**EXTRACTED ENTRIES:**
- - - - - - -
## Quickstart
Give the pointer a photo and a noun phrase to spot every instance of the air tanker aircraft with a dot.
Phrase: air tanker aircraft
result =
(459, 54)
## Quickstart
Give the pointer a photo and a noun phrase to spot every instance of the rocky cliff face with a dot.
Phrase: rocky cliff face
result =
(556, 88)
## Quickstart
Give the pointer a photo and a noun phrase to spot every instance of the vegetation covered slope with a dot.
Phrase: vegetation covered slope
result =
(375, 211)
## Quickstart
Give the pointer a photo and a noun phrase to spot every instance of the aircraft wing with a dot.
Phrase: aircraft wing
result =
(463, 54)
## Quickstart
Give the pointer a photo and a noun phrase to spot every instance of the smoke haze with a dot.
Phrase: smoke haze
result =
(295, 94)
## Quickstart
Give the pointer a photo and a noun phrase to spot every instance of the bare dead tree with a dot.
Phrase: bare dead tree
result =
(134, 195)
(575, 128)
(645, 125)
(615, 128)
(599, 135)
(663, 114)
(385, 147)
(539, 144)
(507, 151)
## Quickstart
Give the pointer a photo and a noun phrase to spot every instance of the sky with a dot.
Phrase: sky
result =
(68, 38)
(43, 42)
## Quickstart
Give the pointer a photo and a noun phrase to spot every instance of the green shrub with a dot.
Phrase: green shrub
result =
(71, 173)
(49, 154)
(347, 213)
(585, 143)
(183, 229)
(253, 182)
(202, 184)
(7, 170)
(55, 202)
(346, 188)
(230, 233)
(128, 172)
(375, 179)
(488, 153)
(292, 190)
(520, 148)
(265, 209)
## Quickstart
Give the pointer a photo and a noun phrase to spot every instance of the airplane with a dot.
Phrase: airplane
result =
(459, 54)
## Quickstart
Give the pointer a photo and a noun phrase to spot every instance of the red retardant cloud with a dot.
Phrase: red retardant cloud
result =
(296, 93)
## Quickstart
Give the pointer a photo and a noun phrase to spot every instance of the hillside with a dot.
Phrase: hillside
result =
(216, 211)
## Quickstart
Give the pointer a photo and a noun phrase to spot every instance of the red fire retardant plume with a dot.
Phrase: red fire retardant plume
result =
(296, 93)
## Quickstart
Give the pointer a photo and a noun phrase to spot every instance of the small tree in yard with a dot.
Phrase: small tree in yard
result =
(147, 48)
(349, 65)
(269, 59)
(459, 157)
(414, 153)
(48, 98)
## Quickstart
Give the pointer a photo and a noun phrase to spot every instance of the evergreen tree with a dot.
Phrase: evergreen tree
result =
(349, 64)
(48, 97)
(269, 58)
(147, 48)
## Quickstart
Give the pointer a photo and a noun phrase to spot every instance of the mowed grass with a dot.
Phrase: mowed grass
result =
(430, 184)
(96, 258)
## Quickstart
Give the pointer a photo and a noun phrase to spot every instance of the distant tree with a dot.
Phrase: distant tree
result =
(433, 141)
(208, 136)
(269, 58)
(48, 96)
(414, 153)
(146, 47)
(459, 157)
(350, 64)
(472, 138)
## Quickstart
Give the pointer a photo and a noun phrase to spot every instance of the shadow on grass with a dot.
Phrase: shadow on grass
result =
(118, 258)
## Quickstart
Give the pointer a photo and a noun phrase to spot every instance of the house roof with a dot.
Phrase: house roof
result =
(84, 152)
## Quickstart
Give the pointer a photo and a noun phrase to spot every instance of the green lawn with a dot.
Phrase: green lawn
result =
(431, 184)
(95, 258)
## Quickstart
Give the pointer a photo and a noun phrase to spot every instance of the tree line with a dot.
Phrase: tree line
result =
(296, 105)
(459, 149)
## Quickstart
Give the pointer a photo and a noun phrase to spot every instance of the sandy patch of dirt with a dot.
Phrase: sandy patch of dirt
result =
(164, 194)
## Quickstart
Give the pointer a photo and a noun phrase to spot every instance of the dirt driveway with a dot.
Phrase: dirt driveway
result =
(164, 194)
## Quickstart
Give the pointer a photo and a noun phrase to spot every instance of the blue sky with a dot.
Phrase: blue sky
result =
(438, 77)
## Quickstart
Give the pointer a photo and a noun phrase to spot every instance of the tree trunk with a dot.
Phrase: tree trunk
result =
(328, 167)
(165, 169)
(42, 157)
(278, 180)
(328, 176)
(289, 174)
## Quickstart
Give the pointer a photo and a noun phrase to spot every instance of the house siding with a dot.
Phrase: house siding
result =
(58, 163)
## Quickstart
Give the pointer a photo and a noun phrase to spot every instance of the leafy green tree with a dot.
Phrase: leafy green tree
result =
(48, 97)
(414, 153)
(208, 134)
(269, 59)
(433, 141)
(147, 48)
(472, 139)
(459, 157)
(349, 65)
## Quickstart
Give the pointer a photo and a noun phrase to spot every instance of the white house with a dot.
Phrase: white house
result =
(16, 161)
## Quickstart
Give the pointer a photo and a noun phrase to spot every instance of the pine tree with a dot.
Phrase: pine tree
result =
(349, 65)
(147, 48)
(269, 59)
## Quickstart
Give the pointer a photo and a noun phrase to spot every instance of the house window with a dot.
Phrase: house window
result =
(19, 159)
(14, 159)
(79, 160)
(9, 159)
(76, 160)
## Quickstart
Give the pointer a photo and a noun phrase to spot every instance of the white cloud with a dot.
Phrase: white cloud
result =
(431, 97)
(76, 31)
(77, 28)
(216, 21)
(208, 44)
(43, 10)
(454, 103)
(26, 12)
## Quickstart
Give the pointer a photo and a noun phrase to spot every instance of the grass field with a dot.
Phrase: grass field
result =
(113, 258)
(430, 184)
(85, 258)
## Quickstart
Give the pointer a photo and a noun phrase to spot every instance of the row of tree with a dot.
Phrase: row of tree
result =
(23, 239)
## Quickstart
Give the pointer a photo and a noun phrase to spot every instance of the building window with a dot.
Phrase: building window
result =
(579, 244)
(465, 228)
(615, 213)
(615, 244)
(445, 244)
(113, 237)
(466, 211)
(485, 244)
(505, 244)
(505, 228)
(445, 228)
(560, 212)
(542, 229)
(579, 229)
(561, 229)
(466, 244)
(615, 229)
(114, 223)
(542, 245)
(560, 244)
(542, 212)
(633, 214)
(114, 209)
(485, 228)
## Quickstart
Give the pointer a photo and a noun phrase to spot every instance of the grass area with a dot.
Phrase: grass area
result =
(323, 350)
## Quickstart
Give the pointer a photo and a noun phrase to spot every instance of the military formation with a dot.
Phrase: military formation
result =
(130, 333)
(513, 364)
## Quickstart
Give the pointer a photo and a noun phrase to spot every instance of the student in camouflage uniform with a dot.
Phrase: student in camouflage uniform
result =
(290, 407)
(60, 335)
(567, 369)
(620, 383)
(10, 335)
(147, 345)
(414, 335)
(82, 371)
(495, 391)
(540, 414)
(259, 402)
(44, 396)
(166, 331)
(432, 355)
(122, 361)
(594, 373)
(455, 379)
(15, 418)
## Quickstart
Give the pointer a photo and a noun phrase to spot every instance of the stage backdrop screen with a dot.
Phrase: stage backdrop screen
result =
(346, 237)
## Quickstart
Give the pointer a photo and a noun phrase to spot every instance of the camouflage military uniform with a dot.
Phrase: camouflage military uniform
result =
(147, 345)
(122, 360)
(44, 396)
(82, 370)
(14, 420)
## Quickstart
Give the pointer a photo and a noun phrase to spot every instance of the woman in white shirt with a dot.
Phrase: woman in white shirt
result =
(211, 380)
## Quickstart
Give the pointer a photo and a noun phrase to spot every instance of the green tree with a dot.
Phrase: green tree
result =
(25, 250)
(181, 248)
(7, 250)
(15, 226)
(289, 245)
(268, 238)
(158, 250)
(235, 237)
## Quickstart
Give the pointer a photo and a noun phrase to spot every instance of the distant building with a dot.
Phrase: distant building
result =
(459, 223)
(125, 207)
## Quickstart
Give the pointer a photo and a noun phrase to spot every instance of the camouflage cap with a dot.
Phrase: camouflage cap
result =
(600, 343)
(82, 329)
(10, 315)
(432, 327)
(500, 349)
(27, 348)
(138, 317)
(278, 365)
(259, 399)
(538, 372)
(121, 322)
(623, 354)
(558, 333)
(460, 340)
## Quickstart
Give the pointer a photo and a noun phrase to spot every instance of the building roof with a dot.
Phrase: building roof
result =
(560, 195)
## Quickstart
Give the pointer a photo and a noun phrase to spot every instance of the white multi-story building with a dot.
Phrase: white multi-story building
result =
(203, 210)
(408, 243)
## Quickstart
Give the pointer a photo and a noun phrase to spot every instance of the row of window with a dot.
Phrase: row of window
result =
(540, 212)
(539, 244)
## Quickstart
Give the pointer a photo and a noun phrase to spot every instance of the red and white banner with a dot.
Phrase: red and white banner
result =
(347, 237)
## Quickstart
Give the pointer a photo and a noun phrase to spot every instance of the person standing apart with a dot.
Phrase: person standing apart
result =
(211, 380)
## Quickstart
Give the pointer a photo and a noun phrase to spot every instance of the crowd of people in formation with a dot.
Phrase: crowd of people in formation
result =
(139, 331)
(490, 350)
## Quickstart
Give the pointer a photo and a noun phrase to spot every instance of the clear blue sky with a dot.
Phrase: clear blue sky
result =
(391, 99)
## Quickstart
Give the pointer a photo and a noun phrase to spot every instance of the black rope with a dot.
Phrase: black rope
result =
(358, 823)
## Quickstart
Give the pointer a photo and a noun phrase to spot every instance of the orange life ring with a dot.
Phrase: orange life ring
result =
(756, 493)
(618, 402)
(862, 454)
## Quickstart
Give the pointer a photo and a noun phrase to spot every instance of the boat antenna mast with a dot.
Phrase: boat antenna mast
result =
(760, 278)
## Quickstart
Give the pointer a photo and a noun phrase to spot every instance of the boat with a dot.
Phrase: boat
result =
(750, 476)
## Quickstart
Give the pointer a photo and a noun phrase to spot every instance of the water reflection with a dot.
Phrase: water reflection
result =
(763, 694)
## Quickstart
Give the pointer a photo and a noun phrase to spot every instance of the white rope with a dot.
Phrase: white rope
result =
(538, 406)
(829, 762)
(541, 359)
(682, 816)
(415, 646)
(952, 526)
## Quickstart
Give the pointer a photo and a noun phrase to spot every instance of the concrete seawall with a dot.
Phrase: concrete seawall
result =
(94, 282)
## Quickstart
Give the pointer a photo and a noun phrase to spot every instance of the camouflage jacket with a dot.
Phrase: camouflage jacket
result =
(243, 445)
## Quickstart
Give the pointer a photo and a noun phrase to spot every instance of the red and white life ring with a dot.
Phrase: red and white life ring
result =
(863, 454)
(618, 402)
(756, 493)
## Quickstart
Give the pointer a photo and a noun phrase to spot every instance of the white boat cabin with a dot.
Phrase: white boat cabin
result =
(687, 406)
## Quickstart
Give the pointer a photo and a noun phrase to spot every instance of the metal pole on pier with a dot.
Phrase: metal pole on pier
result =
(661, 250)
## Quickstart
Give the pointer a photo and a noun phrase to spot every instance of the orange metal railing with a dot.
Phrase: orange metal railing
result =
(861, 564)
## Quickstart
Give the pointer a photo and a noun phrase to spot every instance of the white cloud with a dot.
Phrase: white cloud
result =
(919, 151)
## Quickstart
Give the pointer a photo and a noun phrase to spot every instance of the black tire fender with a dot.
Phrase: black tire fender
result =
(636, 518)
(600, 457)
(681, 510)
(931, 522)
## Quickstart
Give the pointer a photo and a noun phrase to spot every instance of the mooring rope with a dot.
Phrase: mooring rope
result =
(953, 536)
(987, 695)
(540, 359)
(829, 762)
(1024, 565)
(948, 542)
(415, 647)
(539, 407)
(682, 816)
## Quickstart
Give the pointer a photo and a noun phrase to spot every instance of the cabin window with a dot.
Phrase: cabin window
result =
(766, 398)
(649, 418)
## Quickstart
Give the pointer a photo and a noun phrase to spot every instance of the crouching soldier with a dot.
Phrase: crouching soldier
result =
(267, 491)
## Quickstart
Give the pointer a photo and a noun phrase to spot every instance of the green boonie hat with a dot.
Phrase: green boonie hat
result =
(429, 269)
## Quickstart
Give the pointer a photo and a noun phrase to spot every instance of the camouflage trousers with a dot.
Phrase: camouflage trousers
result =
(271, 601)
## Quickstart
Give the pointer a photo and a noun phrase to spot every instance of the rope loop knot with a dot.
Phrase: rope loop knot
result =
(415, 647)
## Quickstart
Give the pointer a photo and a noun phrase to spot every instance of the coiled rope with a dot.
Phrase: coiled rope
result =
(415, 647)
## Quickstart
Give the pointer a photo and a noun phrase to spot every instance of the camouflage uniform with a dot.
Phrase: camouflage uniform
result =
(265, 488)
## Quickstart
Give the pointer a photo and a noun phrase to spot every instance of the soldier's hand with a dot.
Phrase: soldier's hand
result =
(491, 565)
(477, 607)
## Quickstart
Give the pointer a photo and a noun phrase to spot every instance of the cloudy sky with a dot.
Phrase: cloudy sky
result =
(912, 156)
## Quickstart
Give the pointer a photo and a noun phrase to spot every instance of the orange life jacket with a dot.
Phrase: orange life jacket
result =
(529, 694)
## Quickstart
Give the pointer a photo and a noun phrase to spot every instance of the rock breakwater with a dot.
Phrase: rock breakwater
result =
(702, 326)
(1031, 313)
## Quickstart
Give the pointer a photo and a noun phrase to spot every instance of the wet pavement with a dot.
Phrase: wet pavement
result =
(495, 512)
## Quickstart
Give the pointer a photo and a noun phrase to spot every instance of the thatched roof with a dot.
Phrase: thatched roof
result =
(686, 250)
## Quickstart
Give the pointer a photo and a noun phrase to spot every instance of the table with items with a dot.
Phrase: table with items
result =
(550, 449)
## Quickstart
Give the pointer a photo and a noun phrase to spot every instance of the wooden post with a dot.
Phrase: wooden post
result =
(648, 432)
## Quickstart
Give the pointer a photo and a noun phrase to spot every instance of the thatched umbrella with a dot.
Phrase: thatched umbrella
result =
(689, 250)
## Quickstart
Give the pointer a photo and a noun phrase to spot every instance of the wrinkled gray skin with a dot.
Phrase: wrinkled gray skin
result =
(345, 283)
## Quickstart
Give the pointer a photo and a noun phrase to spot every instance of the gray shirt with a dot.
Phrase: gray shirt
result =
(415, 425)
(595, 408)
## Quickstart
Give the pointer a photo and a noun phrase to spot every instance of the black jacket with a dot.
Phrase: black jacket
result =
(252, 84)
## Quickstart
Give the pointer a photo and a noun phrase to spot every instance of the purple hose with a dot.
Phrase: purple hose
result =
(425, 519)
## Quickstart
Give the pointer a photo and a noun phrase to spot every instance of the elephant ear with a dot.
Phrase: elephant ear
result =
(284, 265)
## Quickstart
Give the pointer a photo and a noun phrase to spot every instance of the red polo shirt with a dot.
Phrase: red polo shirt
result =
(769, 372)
- - - - - - -
**WHAT YOU NEED TO DO:**
Your task is to restate, word for word, the lines from the beginning of the records to the line with "Phrase: bare dead tree", inclusive.

**RESPONSE AREA:**
## Quickstart
Give the pointer a photo and a noun phrase to spot every instance of the air tanker aircraft with a dot.
Phrase: air tanker aircraft
result =
(459, 54)
## Quickstart
Give the pointer a photo and a noun phrase to spot every instance of the rocky cliff face with a dot.
Phrase: rocky cliff face
result =
(556, 88)
## Quickstart
Give the pointer a photo and a noun phrase to spot every instance of the vegetation covered slope with a dot.
Phrase: vegetation covered slope
result =
(375, 211)
## Quickstart
Give the pointer a photo and a noun phrase to spot every instance of the aircraft wing with a dot.
Phrase: aircraft wing
result =
(463, 54)
## Quickstart
Give the pointer a photo and a noun phrase to spot every instance of the smoke haze with a dot.
Phrase: smoke haze
result =
(295, 94)
## Quickstart
Give the pointer a photo and a noun phrase to spot every instance of the bare dead tree with a dot.
Phrase: bare dead tree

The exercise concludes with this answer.